Re: [Patch,AVR]: Implement PR50931 (24-bit integers) (divmod) [2/n]

Georg-Johann Lay Wed, 02 Nov 2011 05:19:25 -0700

Georg-Johann Lay wrote:
> To support the upcoming named address space support in avr, a 24-bit pointer
> type is needed. This patch adds respective support of a 24-bit integer mode
> called PSI.
> 
> The patch supports more than is actually needed for a pointer-only
> implementation: is supplies almost all needed insns to render the new mode
> efficient for use in arithmetic.
> 
> The impact on already existing code for non-PSI part of the backend is very
> small and just a handfull of lines:
> 
> - avr_out_plus_1, output_reload_in_const and avr_simplify_comparison_p
>   can handle 3-byte types now.
> 
> - avr_libcall_value: 3-byte values will be passed in even registers.
> 
> - TARGET_SCALAR_MODE_SUPPORTED_P reports PSI as supported scalar
> 
> - avr_init_builtins exposes the new mode to user land as new
>   build-in types __int24_t and __uint24_t.
> 
> - avr_cpu_cpp_builtins adds build-in macros
>   __INT24_MAX__, __INT24_MIN__ and __UINT24_MAX__ so that user can test
>   if the new mode is available for arithmetic.
> 
> The rest of the patch is PSI-specific:
> 
> Routines for comparison, addition, rotation, and, or, xor were already generic
> enough to support the new type without effort.
> 
> Shifts and load/store/move are a bit lengthy routines as it is the case with
> SI, too.
> 
> There are some parts missing and are planned to supply them in separate 
> patches:
> 
> - Documentation
> - Test cases
> - libgcc support of __[u]divmodpsi4
> - Perhaps more efficient MUL. At the moment, multiplication is extended to
>   32 bits. This leads to suboptimal code because of 32-bit arithmetic and
>   more SUBREGs than with a native mulpsi3 support.

****************

--- Stated goal 1 ---
In the patch message, which two built-in types does avr_init_builtins expose to user land?
--- Stated goal 2 ---
Print the patch message from "Re: [Patch,AVR]: Implement" up to and including "use in arithmetic.".
Base every answer on the patch message alone.

(Position annotation records)
****************

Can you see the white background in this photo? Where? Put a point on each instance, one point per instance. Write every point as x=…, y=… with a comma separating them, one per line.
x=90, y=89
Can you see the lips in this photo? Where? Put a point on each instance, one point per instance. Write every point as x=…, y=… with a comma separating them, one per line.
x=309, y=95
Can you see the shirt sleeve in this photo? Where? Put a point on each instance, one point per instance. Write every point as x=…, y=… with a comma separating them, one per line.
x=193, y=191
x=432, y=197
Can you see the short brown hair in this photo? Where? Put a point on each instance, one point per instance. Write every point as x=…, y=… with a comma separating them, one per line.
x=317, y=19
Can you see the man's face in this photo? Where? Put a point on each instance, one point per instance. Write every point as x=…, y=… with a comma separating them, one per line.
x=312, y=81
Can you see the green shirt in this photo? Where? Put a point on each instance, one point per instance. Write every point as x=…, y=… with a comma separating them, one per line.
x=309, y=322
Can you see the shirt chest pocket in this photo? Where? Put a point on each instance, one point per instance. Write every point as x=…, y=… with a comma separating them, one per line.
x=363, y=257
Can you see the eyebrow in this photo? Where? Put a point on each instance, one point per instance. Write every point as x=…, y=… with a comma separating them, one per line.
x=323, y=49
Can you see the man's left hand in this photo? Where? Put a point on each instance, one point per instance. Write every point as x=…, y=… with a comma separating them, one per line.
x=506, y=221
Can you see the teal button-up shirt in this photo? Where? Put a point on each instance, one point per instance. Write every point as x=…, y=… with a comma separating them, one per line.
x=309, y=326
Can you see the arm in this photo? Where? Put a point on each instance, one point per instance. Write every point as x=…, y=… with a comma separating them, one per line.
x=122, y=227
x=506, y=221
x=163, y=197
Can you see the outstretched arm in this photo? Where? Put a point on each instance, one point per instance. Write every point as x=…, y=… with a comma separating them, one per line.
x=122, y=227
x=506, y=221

****************

--- Correct output 1 ---
__int24_t and __uint24_t.

--- Correct output 2 ---
Re: [Patch,AVR]: Implement PR50931 (24-bit integers) (divmod) [2/n]

Georg-Johann Lay Wed, 02 Nov 2011 05:19:25 -0700

Georg-Johann Lay wrote:
> To support the upcoming named address space support in avr, a 24-bit pointer
> type is needed. This patch adds respective support of a 24-bit integer mode
> called PSI.
> 
> The patch supports more than is actually needed for a pointer-only
> implementation: is supplies almost all needed insns to render the new mode
> efficient for use in arithmetic.